-- START --
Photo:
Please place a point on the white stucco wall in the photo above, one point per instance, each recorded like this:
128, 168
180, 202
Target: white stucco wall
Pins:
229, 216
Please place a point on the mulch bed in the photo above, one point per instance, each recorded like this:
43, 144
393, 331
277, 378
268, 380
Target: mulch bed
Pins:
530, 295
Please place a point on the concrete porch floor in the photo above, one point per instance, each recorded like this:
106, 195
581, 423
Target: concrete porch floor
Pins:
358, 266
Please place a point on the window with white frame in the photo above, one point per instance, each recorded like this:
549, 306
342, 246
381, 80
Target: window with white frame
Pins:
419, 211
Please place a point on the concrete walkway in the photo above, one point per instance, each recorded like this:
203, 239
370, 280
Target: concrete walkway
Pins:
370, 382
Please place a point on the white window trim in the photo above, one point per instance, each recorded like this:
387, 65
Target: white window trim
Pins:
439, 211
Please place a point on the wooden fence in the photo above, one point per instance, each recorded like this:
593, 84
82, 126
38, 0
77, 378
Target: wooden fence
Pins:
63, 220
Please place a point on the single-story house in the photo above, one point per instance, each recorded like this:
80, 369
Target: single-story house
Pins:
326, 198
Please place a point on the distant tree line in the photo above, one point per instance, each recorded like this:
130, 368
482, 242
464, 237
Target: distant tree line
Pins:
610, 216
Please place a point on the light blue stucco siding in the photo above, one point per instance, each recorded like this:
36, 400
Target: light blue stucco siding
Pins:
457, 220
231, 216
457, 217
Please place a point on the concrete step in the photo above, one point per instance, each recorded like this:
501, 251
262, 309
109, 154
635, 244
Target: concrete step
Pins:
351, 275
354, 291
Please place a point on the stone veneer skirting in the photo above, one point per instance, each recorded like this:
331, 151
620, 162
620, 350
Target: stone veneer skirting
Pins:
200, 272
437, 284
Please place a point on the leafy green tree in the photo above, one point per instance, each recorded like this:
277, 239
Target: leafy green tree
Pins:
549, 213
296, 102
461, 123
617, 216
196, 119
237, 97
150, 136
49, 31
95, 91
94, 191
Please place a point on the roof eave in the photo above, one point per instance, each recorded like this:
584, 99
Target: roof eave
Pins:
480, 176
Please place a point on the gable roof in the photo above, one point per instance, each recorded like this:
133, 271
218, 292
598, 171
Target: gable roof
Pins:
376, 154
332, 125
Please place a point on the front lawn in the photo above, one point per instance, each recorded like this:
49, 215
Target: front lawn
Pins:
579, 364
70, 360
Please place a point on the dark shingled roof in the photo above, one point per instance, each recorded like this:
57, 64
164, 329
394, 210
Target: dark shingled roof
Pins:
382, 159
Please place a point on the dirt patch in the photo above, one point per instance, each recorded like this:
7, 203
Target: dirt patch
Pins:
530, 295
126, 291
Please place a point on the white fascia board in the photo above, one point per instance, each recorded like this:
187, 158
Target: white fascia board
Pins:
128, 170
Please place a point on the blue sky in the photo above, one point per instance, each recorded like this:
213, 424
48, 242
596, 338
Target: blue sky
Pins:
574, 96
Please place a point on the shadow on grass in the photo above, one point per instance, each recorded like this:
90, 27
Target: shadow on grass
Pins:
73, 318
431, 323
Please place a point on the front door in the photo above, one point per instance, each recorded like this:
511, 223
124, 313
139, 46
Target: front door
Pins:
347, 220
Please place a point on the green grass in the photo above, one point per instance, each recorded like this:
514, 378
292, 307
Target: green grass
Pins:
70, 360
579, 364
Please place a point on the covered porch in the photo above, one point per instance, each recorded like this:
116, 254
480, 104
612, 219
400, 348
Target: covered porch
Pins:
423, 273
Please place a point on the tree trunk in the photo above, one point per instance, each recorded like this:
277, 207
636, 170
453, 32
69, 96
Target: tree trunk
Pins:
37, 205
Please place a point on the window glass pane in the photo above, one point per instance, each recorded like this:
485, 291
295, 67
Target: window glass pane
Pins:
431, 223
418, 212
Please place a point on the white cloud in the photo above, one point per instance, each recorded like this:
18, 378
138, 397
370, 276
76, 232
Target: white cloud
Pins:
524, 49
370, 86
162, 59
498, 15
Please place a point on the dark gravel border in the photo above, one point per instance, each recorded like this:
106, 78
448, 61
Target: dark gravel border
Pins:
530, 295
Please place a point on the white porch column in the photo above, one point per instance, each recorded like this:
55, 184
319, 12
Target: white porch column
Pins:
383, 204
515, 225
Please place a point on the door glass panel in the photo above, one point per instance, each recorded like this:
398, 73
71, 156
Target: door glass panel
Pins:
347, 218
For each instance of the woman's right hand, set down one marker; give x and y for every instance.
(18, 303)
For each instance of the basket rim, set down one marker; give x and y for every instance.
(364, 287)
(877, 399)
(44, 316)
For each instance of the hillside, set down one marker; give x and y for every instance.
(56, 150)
-- END --
Put the items above into a Markdown table with the columns Row and Item line. Begin at the line that contains "Please place a point on the white porch", continue through the last line of the items, number each row, and leave out blank lines.

#### RESPONSE
| Row | Item line |
|---|---|
| 1 | Please place a point on the white porch column in the photo above, one point per instance, each recorded like this: |
| 2 | 55, 184 |
| 3 | 319, 12 |
| 4 | Target: white porch column |
| 5 | Pins: |
| 6 | 383, 204 |
| 7 | 515, 225 |
| 8 | Please place a point on the door glass panel in the photo above, one point per instance, each recorded like this: |
| 9 | 398, 73 |
| 10 | 71, 156 |
| 11 | Target: door glass panel |
| 12 | Pins: |
| 13 | 347, 218 |
| 14 | For each instance of the woman's right hand, set down one marker; give x and y for every instance. |
| 15 | (18, 303) |
| 16 | For each instance of the basket rim, set down one marker; give x and y for every instance. |
| 17 | (364, 287) |
| 18 | (877, 399) |
| 19 | (44, 316) |
| 20 | For each instance of the hillside, set down one marker; give x and y for every instance. |
| 21 | (56, 150) |